서술 문제: 아래 기록의 모든 줄을 한 글자도 바꾸지 말고 그대로 돌려주세요.

---------- 표시된 정보 ----------

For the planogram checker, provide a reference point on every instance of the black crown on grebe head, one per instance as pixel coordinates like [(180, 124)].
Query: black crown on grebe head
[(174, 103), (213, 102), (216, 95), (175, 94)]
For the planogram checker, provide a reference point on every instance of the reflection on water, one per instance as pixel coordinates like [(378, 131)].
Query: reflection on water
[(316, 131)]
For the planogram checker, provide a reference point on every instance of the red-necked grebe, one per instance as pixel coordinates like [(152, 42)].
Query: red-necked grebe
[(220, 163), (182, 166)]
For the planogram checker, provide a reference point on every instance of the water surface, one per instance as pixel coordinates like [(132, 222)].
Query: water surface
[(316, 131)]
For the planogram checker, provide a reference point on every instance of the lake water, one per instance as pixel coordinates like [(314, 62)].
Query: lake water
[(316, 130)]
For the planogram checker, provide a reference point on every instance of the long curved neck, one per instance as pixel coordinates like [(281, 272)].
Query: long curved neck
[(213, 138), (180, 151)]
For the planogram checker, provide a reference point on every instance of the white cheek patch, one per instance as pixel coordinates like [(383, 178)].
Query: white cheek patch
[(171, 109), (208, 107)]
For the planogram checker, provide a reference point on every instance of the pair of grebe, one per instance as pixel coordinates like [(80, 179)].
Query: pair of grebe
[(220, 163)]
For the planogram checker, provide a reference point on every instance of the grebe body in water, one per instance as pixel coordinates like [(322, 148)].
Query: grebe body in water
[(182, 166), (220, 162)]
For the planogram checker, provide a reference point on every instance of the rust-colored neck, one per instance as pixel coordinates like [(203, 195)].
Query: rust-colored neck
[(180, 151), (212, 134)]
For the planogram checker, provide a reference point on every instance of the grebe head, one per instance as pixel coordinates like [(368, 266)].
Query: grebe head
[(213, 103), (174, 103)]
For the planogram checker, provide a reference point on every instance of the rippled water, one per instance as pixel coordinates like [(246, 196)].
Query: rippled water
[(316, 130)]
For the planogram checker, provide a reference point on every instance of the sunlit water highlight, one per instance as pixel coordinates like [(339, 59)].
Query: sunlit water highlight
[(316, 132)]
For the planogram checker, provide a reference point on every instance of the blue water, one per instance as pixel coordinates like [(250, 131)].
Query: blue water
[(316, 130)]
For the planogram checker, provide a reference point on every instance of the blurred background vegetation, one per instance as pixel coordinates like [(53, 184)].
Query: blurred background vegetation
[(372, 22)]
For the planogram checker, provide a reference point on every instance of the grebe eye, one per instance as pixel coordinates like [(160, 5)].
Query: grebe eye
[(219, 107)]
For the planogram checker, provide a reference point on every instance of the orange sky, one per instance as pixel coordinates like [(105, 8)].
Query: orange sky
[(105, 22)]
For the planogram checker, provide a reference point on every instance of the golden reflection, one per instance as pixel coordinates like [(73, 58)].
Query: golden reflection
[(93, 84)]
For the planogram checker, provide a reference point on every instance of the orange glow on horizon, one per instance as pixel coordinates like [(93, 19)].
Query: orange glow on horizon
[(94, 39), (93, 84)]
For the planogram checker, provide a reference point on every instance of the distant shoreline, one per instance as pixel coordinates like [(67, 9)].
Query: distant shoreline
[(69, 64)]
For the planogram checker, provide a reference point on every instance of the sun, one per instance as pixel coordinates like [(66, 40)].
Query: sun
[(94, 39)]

----------

아래 출력:
For the planogram checker, provide a reference point on every instance of the black crown on grebe head, one per instance as pixel coordinates like [(180, 124)].
Query: black crown on grebe head
[(174, 103), (213, 102), (216, 95), (175, 94)]
For the planogram checker, provide a reference point on every instance of the reflection on water, one per instance as pixel coordinates like [(378, 131)].
Query: reflection on water
[(316, 131)]
For the planogram checker, provide a reference point on every instance of the red-necked grebe, one per instance as pixel coordinates like [(152, 42)].
Query: red-necked grebe
[(220, 163), (182, 166)]
For the planogram checker, provide a reference point on every instance of the water surface, one per instance as pixel coordinates like [(132, 222)].
Query: water surface
[(316, 131)]
For the planogram checker, provide a reference point on every instance of the lake water, one per instance as pixel coordinates like [(314, 62)].
Query: lake water
[(316, 130)]
For the planogram checker, provide a reference point on every instance of the long curved neck, one per instance as pixel coordinates like [(281, 272)].
Query: long curved neck
[(213, 138), (180, 151)]
For the planogram checker, provide a reference point on every instance of the white cheek patch, one per instance as pixel coordinates like [(383, 178)].
Query: white cheek patch
[(171, 109), (208, 107)]
For the planogram checker, provide a reference point on every instance of the pair of grebe, one per instance as pixel coordinates like [(80, 179)].
Query: pair of grebe
[(220, 163)]
For the planogram checker, provide a reference point on every instance of the grebe body in water, one per instance as pixel coordinates like [(322, 148)].
Query: grebe body in water
[(182, 166), (220, 162)]
For the planogram checker, provide a reference point on every instance of the rust-colored neck, one per instance as pixel coordinates like [(203, 195)].
Query: rust-colored neck
[(180, 151), (212, 134)]
For the planogram checker, provide a reference point on every instance of the grebe head, one per instance as pixel coordinates like [(368, 266)].
Query: grebe head
[(213, 103), (174, 103)]
For the planogram checker, provide a reference point on every instance of the rippled water, one per instance as pixel coordinates like [(246, 196)].
Query: rippled water
[(316, 130)]
For the planogram checker, provide a reference point on every instance of the sunlit water highlight, one per instance as pixel coordinates like [(339, 59)].
Query: sunlit water highlight
[(316, 132)]
For the planogram checker, provide a reference point on every instance of the blue water, one per instance as pixel coordinates like [(250, 131)].
Query: blue water
[(316, 130)]
For the planogram checker, provide a reference point on every instance of the blurred background vegetation, one per instance as pixel coordinates like [(53, 184)].
Query: blurred background vegetation
[(372, 22)]
For the planogram checker, provide a reference point on every instance of the grebe eye, one per instance as pixel coordinates like [(160, 5)].
Query: grebe eye
[(219, 107)]
For the planogram checker, provide a reference point on every instance of the orange sky, one per instance as pixel coordinates like [(105, 8)].
Query: orange sky
[(105, 22)]
For the planogram checker, provide a reference point on every instance of the golden reflection, one per instance as pixel coordinates like [(73, 58)].
Query: golden reflection
[(93, 84)]
For the planogram checker, provide a reference point on every instance of the orange glow on horizon, one per instance as pixel coordinates like [(93, 19)].
Query: orange glow on horizon
[(94, 39), (93, 84)]
For the planogram checker, provide a reference point on every instance of the distant shoreline, one per instance as pixel coordinates like [(67, 9)].
Query: distant shoreline
[(69, 64)]
For the planogram checker, provide a reference point on every instance of the sun, one per instance as pixel coordinates like [(66, 40)].
Query: sun
[(94, 39)]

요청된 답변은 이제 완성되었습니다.